TASK INSTRUCTIONS:
Reproduce every line of the records below verbatim, omitting the pictures.

MATERIAL FOR THIS EXERCISE:
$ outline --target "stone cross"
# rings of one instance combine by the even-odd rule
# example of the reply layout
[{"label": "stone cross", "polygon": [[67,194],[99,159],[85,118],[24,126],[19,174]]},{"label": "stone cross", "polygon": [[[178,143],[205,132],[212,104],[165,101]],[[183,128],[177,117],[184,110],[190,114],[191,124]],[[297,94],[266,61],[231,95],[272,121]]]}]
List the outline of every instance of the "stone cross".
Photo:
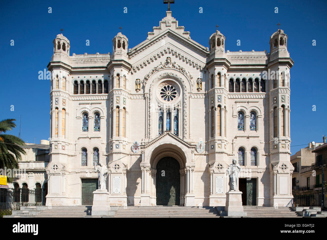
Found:
[{"label": "stone cross", "polygon": [[175,0],[164,0],[164,4],[168,4],[168,11],[170,10],[170,4],[175,3]]}]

WORKED SOLUTION:
$ outline --target "stone cross"
# rings of one instance combine by the even-odd rule
# example of the reply layout
[{"label": "stone cross", "polygon": [[67,194],[99,159],[85,118],[24,126],[19,174]]},{"label": "stone cross", "polygon": [[[178,143],[205,132],[212,104],[165,101]],[[183,128],[177,117],[184,110],[190,114],[191,124]],[[297,94],[266,61],[231,95],[272,121]]]}]
List the outline of every instance of the "stone cross".
Photo:
Found:
[{"label": "stone cross", "polygon": [[175,0],[164,0],[164,4],[168,4],[168,11],[170,10],[170,4],[175,3]]}]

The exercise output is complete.